Selected passage:
━━━━━━━━━━
- Also known as: USA & Canada - The freedom to be...
- Country of origin: Germany
- No. of seasons: 1
- No. of episodes: 13

Original release
- Network: WDR

= America – The Freedom to Be =

America – People and Places, known earlier under the name America – The Freedom to Be and USA & Canada – The Freedom to Be, is a German English-language learning course in the form of a 13-part television series presenting the history of select states in the United States and provinces in Canada. The series explores the current situation of politics, education, sports, and freedoms in these states and provinces through interviews with different people living in the United States and Canada. The course is presented entirely in English.

Produced by WDR, the program is an extension of its Fast Track English series.
━━━━━━━━━━
Set exercise A: Copy the passage on the America – The Freedom to Be series word for word, starting at "Original release" and continuing up to and including "entirely in English.".
Set exercise B: Summarize the passage on the America – The Freedom to Be series in two sentences.
Set exercise C: List every area of current life in the states and provinces that the passage on the America – The Freedom to Be series says the program explores.

Record excerpts:
━━━━━━━━━━
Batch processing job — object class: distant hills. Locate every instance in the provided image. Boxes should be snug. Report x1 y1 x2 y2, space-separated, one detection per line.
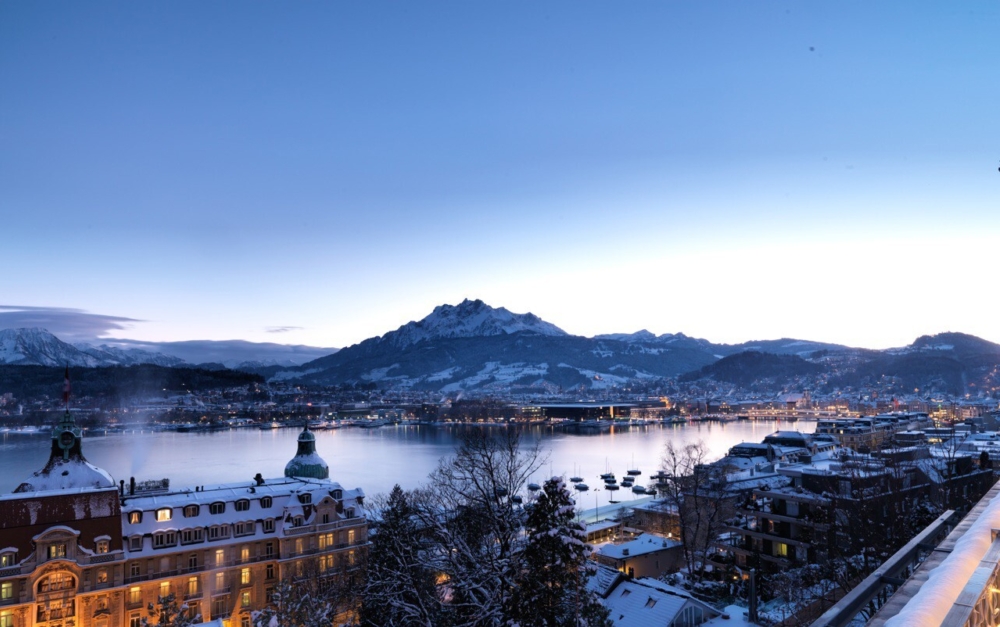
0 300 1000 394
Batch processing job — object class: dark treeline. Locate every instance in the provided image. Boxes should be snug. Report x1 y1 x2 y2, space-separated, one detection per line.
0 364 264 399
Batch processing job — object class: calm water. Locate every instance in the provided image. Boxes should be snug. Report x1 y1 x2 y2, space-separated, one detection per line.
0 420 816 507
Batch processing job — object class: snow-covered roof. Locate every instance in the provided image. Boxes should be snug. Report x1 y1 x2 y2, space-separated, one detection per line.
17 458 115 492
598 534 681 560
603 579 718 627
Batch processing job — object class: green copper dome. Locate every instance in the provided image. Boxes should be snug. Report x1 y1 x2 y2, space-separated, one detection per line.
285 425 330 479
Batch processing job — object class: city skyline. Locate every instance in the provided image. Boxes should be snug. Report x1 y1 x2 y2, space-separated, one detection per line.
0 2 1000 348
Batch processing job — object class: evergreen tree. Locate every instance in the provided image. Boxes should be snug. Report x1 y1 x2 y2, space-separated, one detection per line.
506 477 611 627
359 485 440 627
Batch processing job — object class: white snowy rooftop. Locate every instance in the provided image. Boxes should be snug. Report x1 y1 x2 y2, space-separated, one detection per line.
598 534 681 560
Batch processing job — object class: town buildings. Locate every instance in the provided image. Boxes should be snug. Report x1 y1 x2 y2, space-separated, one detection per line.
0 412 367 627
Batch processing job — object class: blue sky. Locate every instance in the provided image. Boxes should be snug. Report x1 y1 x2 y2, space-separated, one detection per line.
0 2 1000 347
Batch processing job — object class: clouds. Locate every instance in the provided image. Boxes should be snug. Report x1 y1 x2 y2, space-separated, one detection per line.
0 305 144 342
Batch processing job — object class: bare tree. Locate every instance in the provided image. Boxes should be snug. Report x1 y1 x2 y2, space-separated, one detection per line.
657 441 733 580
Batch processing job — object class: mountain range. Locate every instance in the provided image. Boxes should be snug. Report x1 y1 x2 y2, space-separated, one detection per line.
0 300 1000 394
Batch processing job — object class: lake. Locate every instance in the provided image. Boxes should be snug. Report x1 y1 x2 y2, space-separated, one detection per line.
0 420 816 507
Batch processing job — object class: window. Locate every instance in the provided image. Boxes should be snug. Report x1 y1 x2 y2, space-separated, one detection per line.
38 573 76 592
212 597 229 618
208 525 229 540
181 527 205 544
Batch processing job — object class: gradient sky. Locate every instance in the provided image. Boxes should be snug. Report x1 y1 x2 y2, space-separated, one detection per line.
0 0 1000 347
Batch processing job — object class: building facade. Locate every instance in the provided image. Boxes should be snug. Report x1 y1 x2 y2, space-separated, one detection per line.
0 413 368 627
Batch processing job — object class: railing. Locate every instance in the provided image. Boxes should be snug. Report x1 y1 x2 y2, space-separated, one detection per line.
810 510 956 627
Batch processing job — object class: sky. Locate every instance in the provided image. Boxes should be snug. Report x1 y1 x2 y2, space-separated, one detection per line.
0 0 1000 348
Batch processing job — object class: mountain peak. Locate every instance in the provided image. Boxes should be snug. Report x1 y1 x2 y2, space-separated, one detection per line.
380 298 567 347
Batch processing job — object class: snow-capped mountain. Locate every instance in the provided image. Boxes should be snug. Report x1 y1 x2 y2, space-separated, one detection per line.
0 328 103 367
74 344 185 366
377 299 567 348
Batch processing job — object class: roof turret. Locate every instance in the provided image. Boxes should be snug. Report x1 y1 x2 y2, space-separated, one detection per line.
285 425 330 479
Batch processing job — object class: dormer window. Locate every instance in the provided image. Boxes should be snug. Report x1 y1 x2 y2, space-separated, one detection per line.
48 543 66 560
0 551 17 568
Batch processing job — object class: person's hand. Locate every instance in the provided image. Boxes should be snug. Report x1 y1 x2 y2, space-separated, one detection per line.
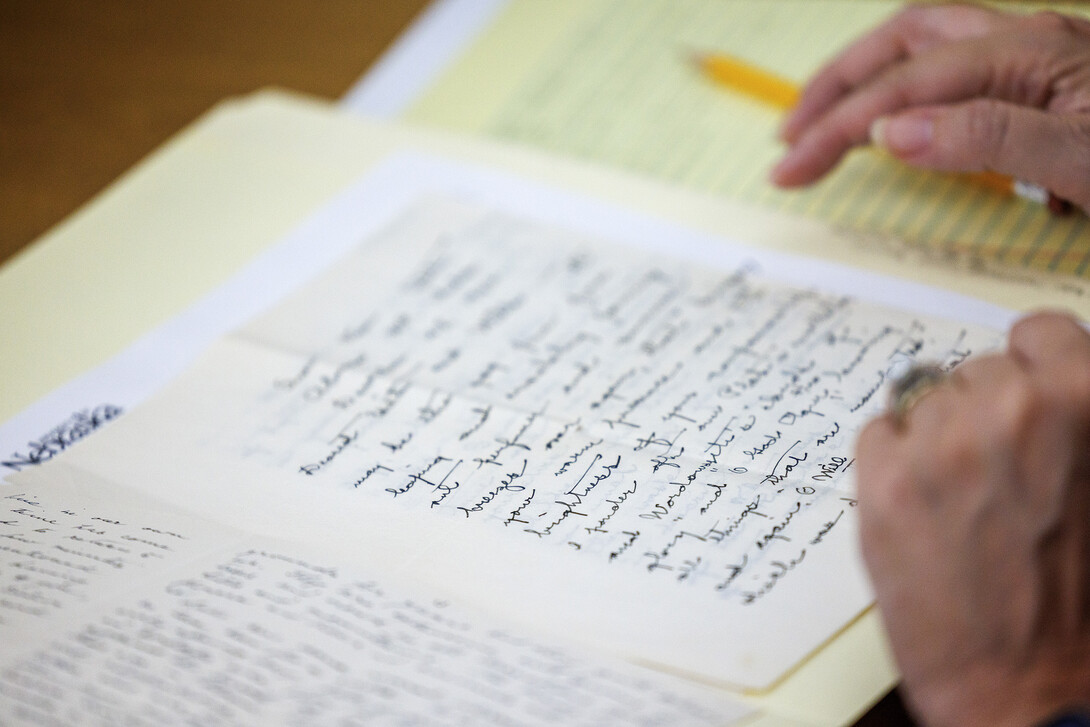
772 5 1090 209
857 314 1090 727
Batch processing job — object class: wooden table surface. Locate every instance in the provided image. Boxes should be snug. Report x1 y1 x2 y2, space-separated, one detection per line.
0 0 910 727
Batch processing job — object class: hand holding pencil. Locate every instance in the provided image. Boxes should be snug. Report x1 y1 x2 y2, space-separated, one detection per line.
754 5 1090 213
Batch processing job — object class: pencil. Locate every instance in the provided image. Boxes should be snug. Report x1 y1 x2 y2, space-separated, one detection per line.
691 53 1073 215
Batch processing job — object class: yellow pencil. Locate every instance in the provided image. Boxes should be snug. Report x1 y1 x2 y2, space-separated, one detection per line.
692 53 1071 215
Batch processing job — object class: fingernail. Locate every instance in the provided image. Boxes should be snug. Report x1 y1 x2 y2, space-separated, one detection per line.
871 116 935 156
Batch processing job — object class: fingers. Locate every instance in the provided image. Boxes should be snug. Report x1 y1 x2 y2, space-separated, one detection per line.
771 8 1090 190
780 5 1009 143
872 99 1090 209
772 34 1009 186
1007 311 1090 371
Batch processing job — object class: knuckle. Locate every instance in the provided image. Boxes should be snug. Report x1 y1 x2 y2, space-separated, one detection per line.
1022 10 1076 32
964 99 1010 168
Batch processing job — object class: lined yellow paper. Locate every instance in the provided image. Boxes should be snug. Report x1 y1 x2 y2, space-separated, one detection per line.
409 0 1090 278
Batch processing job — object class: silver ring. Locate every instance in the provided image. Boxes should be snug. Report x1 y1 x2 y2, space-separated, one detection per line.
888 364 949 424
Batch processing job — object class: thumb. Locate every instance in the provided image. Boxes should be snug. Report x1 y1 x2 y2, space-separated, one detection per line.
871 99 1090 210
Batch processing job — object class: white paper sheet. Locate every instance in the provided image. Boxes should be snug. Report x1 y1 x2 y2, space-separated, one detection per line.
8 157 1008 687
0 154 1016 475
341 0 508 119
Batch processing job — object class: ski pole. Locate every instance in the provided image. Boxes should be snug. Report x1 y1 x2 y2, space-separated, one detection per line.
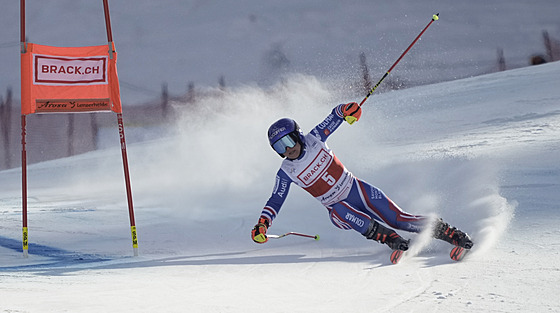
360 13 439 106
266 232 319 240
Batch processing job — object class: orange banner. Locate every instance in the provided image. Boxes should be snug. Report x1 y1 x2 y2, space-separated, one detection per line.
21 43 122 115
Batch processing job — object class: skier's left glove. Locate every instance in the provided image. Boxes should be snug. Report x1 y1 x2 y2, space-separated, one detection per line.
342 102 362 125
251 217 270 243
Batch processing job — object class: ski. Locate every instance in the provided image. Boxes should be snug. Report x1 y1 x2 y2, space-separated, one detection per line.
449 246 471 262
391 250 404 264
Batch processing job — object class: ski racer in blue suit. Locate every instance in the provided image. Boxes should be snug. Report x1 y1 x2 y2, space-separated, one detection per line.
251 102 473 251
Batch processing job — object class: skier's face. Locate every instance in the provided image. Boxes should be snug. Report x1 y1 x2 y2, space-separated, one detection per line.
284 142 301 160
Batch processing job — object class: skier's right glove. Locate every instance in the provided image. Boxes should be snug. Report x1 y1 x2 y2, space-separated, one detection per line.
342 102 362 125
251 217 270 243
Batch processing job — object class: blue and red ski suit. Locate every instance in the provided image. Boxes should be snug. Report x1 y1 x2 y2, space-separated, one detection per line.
━━━━━━━━━━
Worked solution A:
Original release
- Network: WDR

= America – The Freedom to Be =

America – People and Places, known earlier under the name America – The Freedom to Be and USA & Canada – The Freedom to Be, is a German English-language learning course in the form of a 13-part television series presenting the history of select states in the United States and provinces in Canada. The series explores the current situation of politics, education, sports, and freedoms in these states and provinces through interviews with different people living in the United States and Canada. The course is presented entirely in English.

Worked solution B: America – People and Places, earlier called America – The Freedom to Be and USA & Canada – The Freedom to Be, is a German English-language learning course that takes the form of a 13-part television series, is presented entirely in English, and presents the history of select U.S. states and Canadian provinces. Produced by WDR as an extension of its Fast Track English series, it explores politics, education, sports, and freedoms in these places through interviews with different people living in the United States and Canada.

Worked solution C:
politics
education
sports
freedoms